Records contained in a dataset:
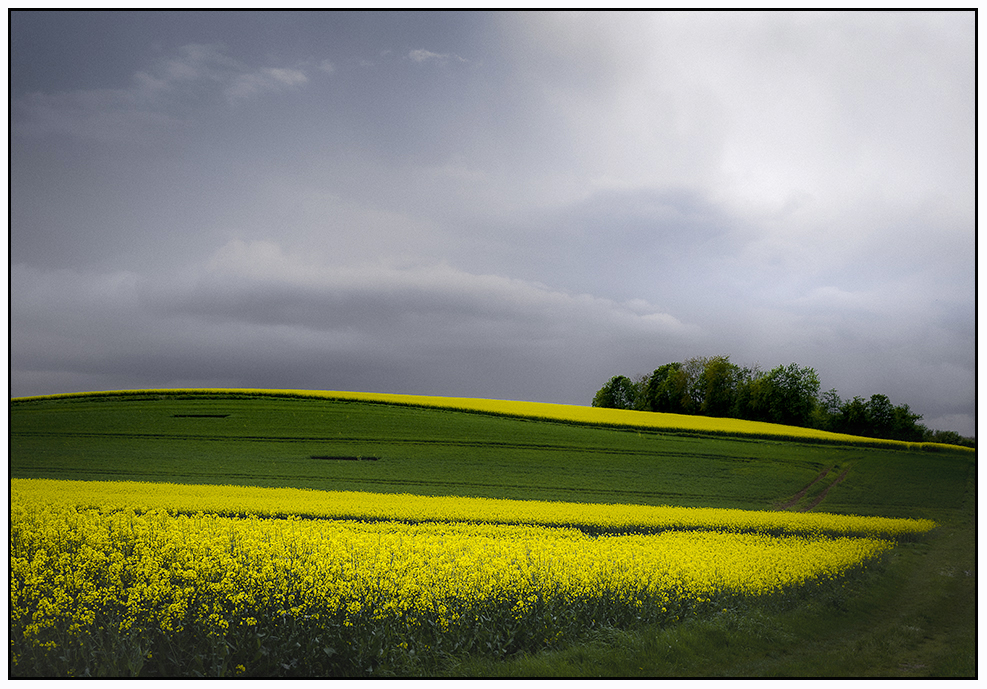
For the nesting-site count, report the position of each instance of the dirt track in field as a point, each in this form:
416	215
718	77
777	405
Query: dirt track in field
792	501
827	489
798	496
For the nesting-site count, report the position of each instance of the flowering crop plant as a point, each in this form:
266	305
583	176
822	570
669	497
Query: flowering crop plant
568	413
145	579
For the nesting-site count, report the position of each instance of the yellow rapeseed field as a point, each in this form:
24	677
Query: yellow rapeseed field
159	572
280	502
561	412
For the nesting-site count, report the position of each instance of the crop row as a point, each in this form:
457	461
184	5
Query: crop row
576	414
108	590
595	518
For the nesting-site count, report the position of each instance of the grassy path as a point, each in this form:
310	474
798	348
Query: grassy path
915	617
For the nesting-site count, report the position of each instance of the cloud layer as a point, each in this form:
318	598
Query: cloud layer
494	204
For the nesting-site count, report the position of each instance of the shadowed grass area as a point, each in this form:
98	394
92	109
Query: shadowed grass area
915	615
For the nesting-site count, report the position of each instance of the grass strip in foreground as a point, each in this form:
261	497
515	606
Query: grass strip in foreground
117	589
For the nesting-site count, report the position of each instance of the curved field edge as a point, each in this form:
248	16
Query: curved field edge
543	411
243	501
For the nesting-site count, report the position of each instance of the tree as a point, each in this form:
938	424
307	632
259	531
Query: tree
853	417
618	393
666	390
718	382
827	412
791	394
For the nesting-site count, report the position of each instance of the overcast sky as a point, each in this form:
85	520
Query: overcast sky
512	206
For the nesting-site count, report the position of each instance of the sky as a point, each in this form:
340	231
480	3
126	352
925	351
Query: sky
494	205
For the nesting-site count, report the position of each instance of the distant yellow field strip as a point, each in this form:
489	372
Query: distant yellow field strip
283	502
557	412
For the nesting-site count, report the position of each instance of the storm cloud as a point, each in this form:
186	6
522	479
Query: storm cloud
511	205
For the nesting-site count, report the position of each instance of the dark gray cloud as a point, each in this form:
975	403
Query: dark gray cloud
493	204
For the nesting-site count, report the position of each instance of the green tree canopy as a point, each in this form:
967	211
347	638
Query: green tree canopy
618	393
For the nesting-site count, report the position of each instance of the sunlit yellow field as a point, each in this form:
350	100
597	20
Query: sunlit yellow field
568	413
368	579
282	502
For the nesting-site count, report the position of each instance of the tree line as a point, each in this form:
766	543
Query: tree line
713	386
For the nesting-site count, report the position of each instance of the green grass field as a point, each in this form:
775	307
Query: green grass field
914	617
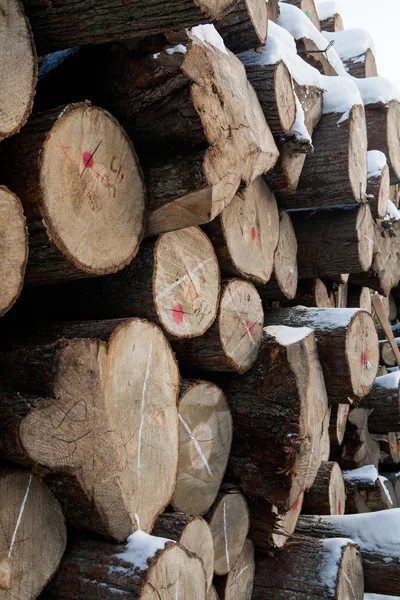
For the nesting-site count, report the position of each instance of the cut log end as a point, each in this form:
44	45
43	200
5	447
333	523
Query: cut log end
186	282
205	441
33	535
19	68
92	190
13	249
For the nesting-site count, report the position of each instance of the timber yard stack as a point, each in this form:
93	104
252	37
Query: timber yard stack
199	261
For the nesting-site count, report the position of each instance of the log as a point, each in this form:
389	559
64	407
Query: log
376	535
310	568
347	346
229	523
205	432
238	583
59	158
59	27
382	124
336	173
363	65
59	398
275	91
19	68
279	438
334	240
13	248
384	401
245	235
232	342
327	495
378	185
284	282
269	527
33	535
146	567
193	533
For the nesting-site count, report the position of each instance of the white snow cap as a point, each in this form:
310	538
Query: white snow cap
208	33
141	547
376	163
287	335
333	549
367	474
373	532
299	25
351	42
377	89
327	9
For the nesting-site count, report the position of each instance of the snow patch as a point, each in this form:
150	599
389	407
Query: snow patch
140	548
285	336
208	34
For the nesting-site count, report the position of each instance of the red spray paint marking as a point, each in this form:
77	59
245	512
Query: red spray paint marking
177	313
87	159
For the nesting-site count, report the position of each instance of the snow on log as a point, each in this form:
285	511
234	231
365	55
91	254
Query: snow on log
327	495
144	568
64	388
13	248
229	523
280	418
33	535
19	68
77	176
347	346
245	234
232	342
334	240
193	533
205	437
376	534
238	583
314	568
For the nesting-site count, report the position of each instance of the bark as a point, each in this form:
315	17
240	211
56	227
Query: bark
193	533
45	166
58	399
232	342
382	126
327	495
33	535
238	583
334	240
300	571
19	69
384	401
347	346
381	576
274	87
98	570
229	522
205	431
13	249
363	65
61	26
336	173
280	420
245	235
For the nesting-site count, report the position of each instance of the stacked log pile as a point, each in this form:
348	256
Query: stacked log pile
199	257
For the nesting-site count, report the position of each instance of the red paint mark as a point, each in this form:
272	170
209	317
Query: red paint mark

(WHAT YOU SHOULD DO): Output the data exactly. Pictures don't belong in the result.

(OUTPUT):
For the nesting-site count, report the position of each instance of the dirt track in field as a point, each in this form:
416	215
718	77
777	405
Query: dirt track in field
792	501
827	489
798	496
For the nesting-site count, report the position of each instance of the flowering crop plant as a point, each in this form:
266	305
583	176
822	570
669	497
Query: flowering crop plant
568	413
145	579
For the nesting-site count, report the position of each instance of the yellow rapeseed field as a point, each in this form:
24	677
Query: yellow rapeseed field
159	572
280	502
561	412
For the nesting-site count, report the position of each instance of the crop row as a point, each in this form:
457	461
184	5
Query: crop row
576	414
108	590
595	518
For the nesting-site count, report the position of each instance of the grassy path as a point, each in this form:
310	474
798	348
Query: grassy path
915	617
For the nesting-site count, report the position of each instance of the cloud layer as a point, each in this form:
318	598
Query: cloud layer
494	204
For the nesting-site count, report the position of each instance of the shadowed grass area as a point, each in this form:
98	394
92	109
Query: shadowed grass area
915	615
For the nesting-site count, report the position of each instance of the grass strip in foreground as a point, each in this form:
261	497
515	606
Query: grass strip in foreground
117	589
For the nesting-site count, report the position of each instance of the curved field edge as a point, each in this form:
248	16
Query: curved field edge
543	411
243	501
For the nesting-site count, report the position of each instance of the tree as a point, each in this form:
938	424
307	632
259	531
Query: tree
853	417
618	393
666	390
718	382
827	412
791	394
For the nesting-site count, report the position of each instance of the overcast sky as a point, each in this form:
85	520
Query: overcast sky
512	206
For the nesting-site count, report the position of each instance of the sky as a point, each in this form:
340	231
480	3
126	352
925	351
Query: sky
494	205
For the nesting-site count, report the position of each instance of the distant yellow field strip as a point, each in this form:
489	372
Query: distant yellow field strip
283	502
557	412
For the nesting-site count, report the position of each instance of the storm cloud as a point, each in this form:
186	6
522	479
Query: storm cloud
511	205
For the nesting-site count, report the position of each instance of the dark gray cloud as a point, each in this form:
975	403
Query: dark gray cloud
493	204
For the nesting-site count, report the position of each instance of the green tree canopy as a point, each in this form:
967	211
347	638
Query: green tree canopy
618	393
For the nesting-site count, report the position of each instance of the sunlit yellow field as a point, each in this form:
350	100
597	20
Query: sunlit yellow field
568	413
368	579
282	502
For the nesting-site count, report the position of each instance of the tree line as a point, each in this form:
766	543
Query: tree line
713	386
For the nesting-site count, report the position of each instance of the green grass field as a point, each in this form:
775	307
Query: green grass field
914	617
For the nesting-site count, report the position of each instance of the cut log end as a point, each in this form:
44	45
43	200
5	447
333	523
Query: cut log end
186	282
205	441
33	535
19	68
92	190
13	249
For the nesting-site count, report the position of each instance of the timber yard stack as a point, each in this form:
93	104
252	37
Query: timber yard stack
199	261
For the nesting-site count, report the position of each instance of the log as a point, each in this form:
389	559
64	407
Query: log
376	535
310	568
347	346
229	523
205	432
238	583
59	158
59	27
382	124
336	173
363	65
59	398
275	91
19	68
279	438
334	240
13	248
384	401
245	235
232	342
327	495
378	185
284	282
269	527
33	535
146	567
193	533
For the nesting-site count, report the position of each instance of the white snow cap as a point, each in this form:
310	538
Query: white snow cap
208	33
141	547
376	163
287	335
333	549
367	474
373	532
299	25
351	42
377	89
327	9
For the nesting-site count, report the position of each instance of the snow patch as a point, each in this form:
150	599
389	407
Query: snow patch
140	548
285	336
208	34
For the nesting-site count, report the position of each instance of the red spray paint marking as a point, each in this form:
77	59
245	512
Query: red spray paint marking
177	313
87	159
For the nesting-site count, report the position of each instance of the snow on log as a point, each in this form:
285	511
234	231
365	55
91	254
Query: snow on log
327	495
144	568
64	388
13	248
229	523
280	418
33	535
19	68
77	176
347	346
245	234
232	342
334	240
193	533
205	437
376	534
238	583
314	568
For the nesting-site count, report the position of each instance of the bark as a point, each in this form:
315	17
240	211
56	227
Query: bark
193	533
45	166
58	399
232	342
382	126
327	495
33	535
238	583
334	240
300	571
19	69
384	401
347	346
381	576
274	87
98	570
229	522
205	431
13	249
363	65
61	26
336	173
280	420
245	235
For the nesting-site count, report the position of each instance of the stacked log pile as a point, each in this form:
348	256
Query: stacked log pile
199	257
For the nesting-site count, report the position of each instance of the red paint mark as a point, each in this form:
272	170
209	317
Query: red paint mark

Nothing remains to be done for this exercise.